Records contained in a dataset:
════════════════════

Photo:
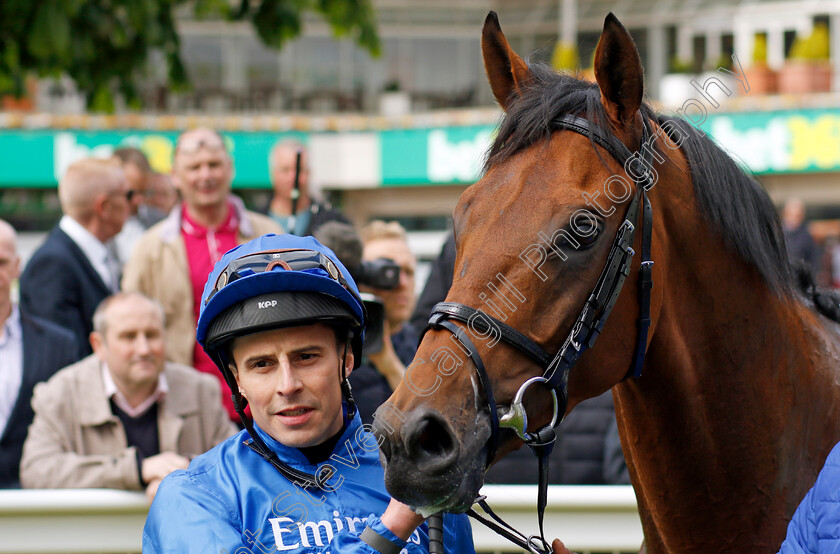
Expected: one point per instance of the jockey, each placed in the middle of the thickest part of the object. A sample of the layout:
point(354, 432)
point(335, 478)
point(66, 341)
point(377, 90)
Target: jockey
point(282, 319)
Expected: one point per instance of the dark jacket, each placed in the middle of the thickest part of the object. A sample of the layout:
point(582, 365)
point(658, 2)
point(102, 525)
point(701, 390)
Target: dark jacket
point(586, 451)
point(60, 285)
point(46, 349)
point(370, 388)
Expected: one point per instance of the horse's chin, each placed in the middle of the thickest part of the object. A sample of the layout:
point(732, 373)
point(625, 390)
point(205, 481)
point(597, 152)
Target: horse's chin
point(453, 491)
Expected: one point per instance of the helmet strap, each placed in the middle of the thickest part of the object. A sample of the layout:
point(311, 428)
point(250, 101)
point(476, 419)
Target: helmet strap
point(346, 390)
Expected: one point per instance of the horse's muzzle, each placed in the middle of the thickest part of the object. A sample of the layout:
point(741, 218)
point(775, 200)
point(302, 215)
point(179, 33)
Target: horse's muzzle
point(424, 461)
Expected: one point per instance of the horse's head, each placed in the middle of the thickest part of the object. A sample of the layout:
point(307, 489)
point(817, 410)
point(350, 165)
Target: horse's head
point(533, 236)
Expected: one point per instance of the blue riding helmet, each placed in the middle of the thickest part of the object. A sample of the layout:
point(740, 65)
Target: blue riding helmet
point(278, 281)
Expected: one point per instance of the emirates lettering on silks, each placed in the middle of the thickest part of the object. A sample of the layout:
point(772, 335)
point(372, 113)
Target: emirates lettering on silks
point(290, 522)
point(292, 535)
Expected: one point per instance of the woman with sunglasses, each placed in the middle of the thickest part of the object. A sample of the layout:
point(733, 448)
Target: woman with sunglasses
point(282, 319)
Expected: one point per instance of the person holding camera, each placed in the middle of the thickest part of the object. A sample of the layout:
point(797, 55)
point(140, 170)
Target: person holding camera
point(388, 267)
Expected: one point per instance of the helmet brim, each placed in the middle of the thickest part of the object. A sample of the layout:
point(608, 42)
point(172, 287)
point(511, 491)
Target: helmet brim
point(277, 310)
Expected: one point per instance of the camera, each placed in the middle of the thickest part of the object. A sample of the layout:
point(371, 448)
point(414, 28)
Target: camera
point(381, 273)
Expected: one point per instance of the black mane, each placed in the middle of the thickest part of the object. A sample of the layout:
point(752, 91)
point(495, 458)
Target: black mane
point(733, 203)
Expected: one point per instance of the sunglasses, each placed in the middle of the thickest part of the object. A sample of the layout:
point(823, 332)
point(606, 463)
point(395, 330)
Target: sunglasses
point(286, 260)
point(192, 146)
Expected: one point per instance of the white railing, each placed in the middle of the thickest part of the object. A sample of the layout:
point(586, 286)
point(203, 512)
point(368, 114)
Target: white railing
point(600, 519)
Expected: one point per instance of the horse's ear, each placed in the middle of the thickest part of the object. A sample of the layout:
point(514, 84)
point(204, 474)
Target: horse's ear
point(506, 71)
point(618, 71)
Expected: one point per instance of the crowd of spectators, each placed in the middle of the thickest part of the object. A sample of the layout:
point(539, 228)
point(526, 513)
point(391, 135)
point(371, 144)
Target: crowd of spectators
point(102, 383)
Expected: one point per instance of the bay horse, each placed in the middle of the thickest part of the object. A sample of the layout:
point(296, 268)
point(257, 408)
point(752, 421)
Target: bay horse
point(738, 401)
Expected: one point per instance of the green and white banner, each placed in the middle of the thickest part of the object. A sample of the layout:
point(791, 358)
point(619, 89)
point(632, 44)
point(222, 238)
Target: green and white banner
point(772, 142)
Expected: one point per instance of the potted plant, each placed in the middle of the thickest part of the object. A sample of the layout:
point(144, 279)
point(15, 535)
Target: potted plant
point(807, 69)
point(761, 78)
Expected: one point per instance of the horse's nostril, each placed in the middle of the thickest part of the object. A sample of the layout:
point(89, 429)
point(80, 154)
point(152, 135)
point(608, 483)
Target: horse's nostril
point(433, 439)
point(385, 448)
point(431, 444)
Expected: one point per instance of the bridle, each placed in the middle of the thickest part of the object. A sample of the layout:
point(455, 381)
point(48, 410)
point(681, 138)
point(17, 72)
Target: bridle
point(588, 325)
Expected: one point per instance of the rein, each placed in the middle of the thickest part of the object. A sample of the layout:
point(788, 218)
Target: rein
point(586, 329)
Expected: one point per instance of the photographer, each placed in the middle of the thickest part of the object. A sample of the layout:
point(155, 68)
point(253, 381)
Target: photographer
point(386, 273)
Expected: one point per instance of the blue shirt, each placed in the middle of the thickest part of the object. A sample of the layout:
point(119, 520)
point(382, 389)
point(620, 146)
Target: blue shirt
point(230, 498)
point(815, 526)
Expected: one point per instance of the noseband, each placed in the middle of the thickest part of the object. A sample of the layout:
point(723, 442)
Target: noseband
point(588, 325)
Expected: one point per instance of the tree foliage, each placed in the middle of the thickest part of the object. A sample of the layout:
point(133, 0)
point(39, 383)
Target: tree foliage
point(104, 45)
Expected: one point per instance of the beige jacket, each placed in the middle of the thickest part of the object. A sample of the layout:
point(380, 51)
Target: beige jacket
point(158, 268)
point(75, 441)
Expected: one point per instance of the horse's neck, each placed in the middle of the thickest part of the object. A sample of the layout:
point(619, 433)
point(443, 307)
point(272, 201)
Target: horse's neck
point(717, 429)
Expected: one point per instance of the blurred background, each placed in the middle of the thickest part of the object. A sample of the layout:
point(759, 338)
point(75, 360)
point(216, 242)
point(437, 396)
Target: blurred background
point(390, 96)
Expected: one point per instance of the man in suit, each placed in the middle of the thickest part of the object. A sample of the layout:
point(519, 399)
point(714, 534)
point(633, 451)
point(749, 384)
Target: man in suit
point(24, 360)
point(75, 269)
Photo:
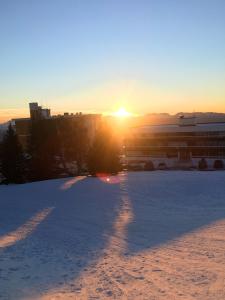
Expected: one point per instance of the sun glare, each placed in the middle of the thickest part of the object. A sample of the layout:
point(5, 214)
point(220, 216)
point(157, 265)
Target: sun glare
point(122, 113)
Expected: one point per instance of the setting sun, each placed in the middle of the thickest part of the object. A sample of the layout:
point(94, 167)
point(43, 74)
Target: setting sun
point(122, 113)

════════════════════

• Short task: Copy every line above word for word and exclude the pictures.

• Full solution:
Photo:
Expected: one point per instance of the jockey, each placed in the middle of the thickest part of the object. A sample of the layout:
point(354, 432)
point(335, 478)
point(66, 341)
point(377, 90)
Target: jockey
point(282, 319)
Expected: one point per instance of the dark jacket, each placed in the middle of the thickest part of the object. A sample of the layout:
point(582, 365)
point(658, 2)
point(102, 525)
point(701, 390)
Target: dark jacket
point(586, 451)
point(60, 285)
point(46, 349)
point(370, 388)
Expected: one point per instance of the horse's chin, each placed in the middle of the thickest part of the object. A sample of the layout:
point(732, 373)
point(625, 390)
point(205, 481)
point(597, 152)
Target: horse's chin
point(453, 491)
Expected: one point per instance of the helmet strap, each placed in the middle of the thickest part of the object. A sample of the layout:
point(311, 428)
point(250, 101)
point(476, 419)
Target: helmet strap
point(346, 390)
Expected: one point per instance of the horse's muzzle, each placed in the middle of the thickest part of the object. A sample of the layout:
point(741, 218)
point(775, 200)
point(302, 215)
point(179, 33)
Target: horse's muzzle
point(424, 461)
Expected: one point per instance of the horse's head, each placed in the middle of the thickest part of the object. A sample of the layout:
point(307, 489)
point(817, 410)
point(350, 165)
Target: horse's head
point(533, 236)
Expected: one point per instance of the blue riding helmet, each placed in the middle of the thickest part of the object. A sample of the layout:
point(740, 65)
Target: blue riding helmet
point(278, 281)
Expected: one point per instance of the emirates lettering on silks, each placed in the middle of the thickest part of the object. A sample of the layout:
point(772, 335)
point(372, 113)
Target: emirates lettering on silks
point(290, 522)
point(292, 535)
Expected: one point per instance of the woman with sunglasses, each placed in the middle of the thickest part of the object. A sample of the layout:
point(733, 448)
Target: woman with sunglasses
point(282, 319)
Expected: one point per instance of the person holding camera, each placed in the middle of the thickest part of the object. A sample of the layout:
point(797, 55)
point(140, 170)
Target: person holding camera
point(388, 267)
Expected: one point per instance of the helmet brim, each placed in the middle of the thickest part of the object. A sample of the layout:
point(608, 42)
point(172, 287)
point(511, 491)
Target: helmet brim
point(277, 310)
Expected: one point per instance of the camera, each placed in the middle of the thickest part of the object. A sample of the layout:
point(371, 448)
point(414, 28)
Target: camera
point(381, 273)
Expected: one point per instance of the black mane, each placed in the middle of the thickest part of the object. A sample of the layout:
point(752, 91)
point(495, 458)
Target: black mane
point(733, 203)
Expected: one point per instance of the sunglasses, each placed in the middle of the thickest part of the object. A sample of the layout:
point(823, 332)
point(606, 463)
point(395, 330)
Target: sunglasses
point(286, 260)
point(192, 146)
Expected: one point per instance of the white railing, each placed in the middle of the thickest part of the object. A sample of the layout:
point(586, 286)
point(203, 512)
point(368, 114)
Target: white railing
point(600, 519)
Expected: one point per instance of the horse's ear, each placed in the middle of the thickest part of the object. A sample of the layout:
point(514, 84)
point(204, 474)
Target: horse's ear
point(506, 71)
point(618, 71)
Expected: one point per instance of the crowd of spectators, each placed in the middle of the thickest part of the object. A sample of the layout:
point(539, 228)
point(526, 513)
point(391, 135)
point(371, 144)
Target: crowd of spectators
point(102, 383)
Expected: one point per instance of the bay horse, each placed in the middle of the thickest part of the object. A sample of the layout:
point(296, 268)
point(257, 408)
point(752, 421)
Target: bay horse
point(738, 401)
Expected: one point per instance of the green and white banner, each placed in the middle of the thickest part of the object. A sample of the layout:
point(791, 358)
point(619, 89)
point(632, 44)
point(222, 238)
Target: green and white banner
point(772, 142)
Expected: one point per instance of the potted plant, each placed in the middle of the thickest part of the object. A sample of the layout:
point(144, 279)
point(15, 535)
Target: potted plant
point(807, 69)
point(761, 78)
Expected: one point per instance of the horse's nostril, each placed in the middle of the thickest part of the object. A sample of the layout:
point(89, 429)
point(80, 154)
point(152, 135)
point(608, 483)
Target: horse's nostril
point(433, 439)
point(385, 448)
point(431, 444)
Expected: one point per instance of the bridle, each placed in the middle of the thickest part of the object. A sample of the layout:
point(455, 381)
point(48, 410)
point(681, 138)
point(17, 72)
Target: bridle
point(588, 325)
Expected: one point per instance of the rein, each placed in the middle of the thickest part of the object. A sample of the layout:
point(788, 218)
Target: rein
point(586, 329)
Expected: one point per instance of the photographer, each placed in the middle of the thickest part of the object. A sample of the layout:
point(155, 68)
point(253, 381)
Target: photographer
point(386, 273)
Expected: one point per instance of the blue shirt, each placed in the middle of the thickest part of the object. A sample of the layout:
point(119, 520)
point(382, 389)
point(620, 146)
Target: blue shirt
point(230, 498)
point(815, 526)
Expected: one point per instance of the noseband, each placed in the middle of the thickest part of the object. A sample of the layout:
point(723, 442)
Target: noseband
point(588, 325)
Expected: one point per instance of the tree foliage, each placed in the middle of the thickest part of the object. A sample of the layout:
point(133, 0)
point(39, 383)
Target: tree foliage
point(104, 45)
Expected: one point per instance of the beige jacket, each placed in the middle of the thickest part of the object. A sample of the layout:
point(380, 51)
Target: beige jacket
point(158, 268)
point(75, 441)
Expected: one point per instance of the horse's neck, each placed in the middle of the thickest part of the object. A sample of the layout:
point(619, 433)
point(443, 307)
point(272, 201)
Target: horse's neck
point(717, 429)
Expected: one point per instance of the blurred background, each placed in the middle of the thickest part of the object. A sample of the layout:
point(759, 338)
point(75, 360)
point(216, 242)
point(437, 396)
Target: blurred background
point(390, 96)
Expected: one point per instance of the man in suit, each placed in the middle of the thickest part of the object. A sample of the layout:
point(519, 399)
point(714, 534)
point(633, 451)
point(749, 384)
Target: man in suit
point(24, 360)
point(75, 269)
Photo:
Expected: one point per instance of the sun glare, each placed in the middle of the thickest part of the object. A sample of the layout:
point(5, 214)
point(220, 216)
point(157, 265)
Target: sun glare
point(122, 113)
Expected: one point per instance of the setting sun, each placed in the middle of the thickest part of the object. A sample of the layout:
point(94, 167)
point(43, 74)
Target: setting sun
point(122, 113)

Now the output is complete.